[[ Passage provided open ]]
Abomination in a tank
The figure in this image is difficult to categorise. It is organic, soft-bodied, mutated — something biological that no longer fits into any recognisable order. It doesn’t belong in the cube that contains it, and yet it has been placed there anyway.
The container doesn’t feel protective. It feels archival. Like an object removed from circulation and quietly set aside — not destroyed, but no longer permitted to exist freely. There is no obvious liquid suspending it. It appears isolated, hovering or suffocating within a sealed chamber. Lit, observed, but still somehow unseen.
The atmosphere is not one of violence, but of removal. Observation rather than care. Preservation rather than belonging. The cube becomes less a vessel and more a boundary — a place where something unclassifiable is held because there is nowhere else for it to go.
At the time this image took shape, I recognised something familiar in it. Not because I see myself as the figure, but because I recognised the condition around it. There was a long period where my work existed in isolation — created privately, without audience or acknowledgement. Years of producing quietly, while the world outside seemed indifferent to the act of making itself.
[[ Passage provided closed ]]
[[ Data excerpts open ]]
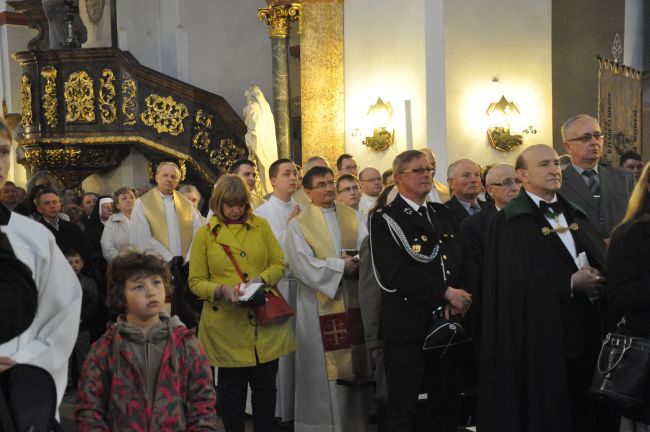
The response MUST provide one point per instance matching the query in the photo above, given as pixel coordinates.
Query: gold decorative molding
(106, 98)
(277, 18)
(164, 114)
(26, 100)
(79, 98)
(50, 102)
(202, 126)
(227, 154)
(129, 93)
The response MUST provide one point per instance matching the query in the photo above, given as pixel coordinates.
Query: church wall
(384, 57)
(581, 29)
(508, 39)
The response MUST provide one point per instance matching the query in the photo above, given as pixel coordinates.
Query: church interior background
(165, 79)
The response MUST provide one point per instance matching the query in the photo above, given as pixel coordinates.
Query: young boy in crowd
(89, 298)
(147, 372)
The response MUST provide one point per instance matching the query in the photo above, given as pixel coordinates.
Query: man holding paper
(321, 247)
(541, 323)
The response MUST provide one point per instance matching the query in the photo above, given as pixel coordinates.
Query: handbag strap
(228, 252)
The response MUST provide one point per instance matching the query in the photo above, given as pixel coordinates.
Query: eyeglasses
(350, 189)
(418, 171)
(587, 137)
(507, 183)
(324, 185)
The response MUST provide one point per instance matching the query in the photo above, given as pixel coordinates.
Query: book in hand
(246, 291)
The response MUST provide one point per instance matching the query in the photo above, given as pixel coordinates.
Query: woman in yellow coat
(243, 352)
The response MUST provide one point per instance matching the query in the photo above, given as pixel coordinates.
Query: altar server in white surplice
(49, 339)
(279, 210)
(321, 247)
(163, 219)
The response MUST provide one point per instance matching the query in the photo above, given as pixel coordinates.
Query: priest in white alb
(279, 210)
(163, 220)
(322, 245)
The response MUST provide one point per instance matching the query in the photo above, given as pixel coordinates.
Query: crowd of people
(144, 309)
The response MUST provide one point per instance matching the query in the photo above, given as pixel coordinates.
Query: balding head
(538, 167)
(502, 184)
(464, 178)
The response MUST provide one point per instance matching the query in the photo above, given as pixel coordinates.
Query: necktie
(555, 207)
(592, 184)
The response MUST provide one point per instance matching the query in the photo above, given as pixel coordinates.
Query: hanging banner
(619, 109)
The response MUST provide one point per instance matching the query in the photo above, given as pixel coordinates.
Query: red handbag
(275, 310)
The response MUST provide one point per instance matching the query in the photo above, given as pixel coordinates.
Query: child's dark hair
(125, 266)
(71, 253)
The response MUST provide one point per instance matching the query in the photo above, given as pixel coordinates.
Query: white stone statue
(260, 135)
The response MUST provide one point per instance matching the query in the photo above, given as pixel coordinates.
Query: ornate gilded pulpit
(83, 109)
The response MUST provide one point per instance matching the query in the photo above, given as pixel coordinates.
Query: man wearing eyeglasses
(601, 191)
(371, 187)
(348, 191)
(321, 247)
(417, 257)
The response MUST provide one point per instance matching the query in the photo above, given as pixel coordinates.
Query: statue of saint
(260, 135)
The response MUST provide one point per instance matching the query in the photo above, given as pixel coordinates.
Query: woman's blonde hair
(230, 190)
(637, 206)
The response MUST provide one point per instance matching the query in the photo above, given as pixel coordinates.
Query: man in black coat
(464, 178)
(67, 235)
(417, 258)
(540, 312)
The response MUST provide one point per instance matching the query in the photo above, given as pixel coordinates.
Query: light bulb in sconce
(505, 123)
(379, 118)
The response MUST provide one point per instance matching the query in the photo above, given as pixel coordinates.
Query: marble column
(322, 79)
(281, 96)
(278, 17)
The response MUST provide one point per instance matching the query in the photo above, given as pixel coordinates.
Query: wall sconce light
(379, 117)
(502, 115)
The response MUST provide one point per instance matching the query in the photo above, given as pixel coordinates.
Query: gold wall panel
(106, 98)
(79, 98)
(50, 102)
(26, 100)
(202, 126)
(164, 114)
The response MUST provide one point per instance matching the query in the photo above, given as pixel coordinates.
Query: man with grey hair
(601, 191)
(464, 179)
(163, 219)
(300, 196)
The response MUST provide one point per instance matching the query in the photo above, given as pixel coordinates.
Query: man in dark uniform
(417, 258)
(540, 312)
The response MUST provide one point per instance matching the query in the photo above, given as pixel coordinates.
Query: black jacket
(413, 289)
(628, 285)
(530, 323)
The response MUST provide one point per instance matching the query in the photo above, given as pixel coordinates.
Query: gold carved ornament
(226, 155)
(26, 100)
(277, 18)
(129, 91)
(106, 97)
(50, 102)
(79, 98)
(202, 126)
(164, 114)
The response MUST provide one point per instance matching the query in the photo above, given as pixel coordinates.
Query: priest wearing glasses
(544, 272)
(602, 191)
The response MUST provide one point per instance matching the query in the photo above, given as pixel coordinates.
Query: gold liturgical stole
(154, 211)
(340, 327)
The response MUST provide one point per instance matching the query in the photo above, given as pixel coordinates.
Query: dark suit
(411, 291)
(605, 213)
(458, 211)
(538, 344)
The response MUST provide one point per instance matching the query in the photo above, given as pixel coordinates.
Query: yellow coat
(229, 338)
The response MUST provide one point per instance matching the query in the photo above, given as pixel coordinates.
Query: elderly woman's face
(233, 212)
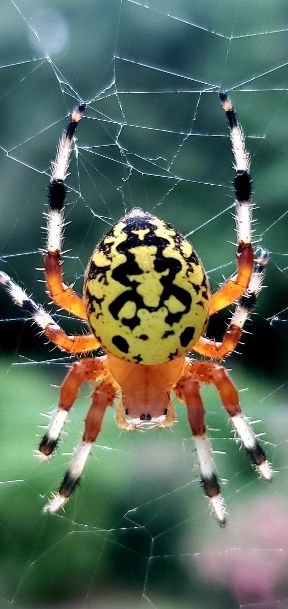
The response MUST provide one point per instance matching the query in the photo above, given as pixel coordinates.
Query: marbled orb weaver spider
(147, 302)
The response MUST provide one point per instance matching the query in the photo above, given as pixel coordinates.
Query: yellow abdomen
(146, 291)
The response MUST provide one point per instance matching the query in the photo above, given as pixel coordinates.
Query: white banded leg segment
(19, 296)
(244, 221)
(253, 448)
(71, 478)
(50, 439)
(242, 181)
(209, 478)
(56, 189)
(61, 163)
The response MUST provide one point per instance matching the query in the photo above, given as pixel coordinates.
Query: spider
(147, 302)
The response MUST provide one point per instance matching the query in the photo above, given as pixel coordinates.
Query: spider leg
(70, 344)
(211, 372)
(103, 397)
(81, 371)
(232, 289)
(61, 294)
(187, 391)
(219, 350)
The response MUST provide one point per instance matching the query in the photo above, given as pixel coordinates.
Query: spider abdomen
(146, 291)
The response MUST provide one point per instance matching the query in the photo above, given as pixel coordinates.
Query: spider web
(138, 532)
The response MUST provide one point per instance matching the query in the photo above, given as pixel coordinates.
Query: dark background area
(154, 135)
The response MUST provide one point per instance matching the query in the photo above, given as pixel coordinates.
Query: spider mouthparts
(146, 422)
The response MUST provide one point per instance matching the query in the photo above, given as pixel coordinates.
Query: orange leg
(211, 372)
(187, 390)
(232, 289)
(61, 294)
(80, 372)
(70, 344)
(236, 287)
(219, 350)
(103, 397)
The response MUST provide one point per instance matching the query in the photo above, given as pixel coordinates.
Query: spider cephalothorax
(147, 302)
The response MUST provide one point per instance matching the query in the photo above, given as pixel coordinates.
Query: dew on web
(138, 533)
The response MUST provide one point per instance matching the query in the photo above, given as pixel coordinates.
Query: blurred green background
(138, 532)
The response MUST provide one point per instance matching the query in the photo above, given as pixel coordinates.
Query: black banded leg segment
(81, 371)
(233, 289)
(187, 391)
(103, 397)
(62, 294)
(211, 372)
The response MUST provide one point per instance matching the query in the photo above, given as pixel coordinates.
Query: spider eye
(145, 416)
[[ Data excerpts closed ]]
== Your assignment ==
Continue the reflection on the "Abomination in a tank" image, starting after its last sentence.

== Task answer ==
It wasn’t dramatic. It was muted. Ordinary. And deeply lonely.
The image reflects that atmosphere rather than an identity — the experience of being set aside within a culture that struggles to recognise what does not conform to its expectations of usefulness or normality. Something is not rejected outright, but gently archived. Preserved, yet excluded.
One of the most beautiful aspects of this way of working is that I no longer feel positioned purely as the creator. I feel like the audience as well. The process has become porous. The image doesn’t arrive obedient to intention — it emerges through uncertainty. I never fully know what the outcome will be, and that not-knowing has become essential.
For me, this is where art stays alive. The moment control becomes absolute, the work turns synthetic. It may look complete, but something vital drains away. Life needs space to misbehave.
I’m less interested in constructing images than in creating the conditions where something unexpected can surface — where form remains fluid, meanings remain unsettled, and the work feels as though it has slipped briefly out of the physical and into something more atmospheric. In that sense, the image becomes a meeting point rather than a statement. I encounter it much like anyone else might — slowly, intuitively, without certainty.
If there is a moral within this image, it isn’t about monstrosity or rejection. It’s about deprivation.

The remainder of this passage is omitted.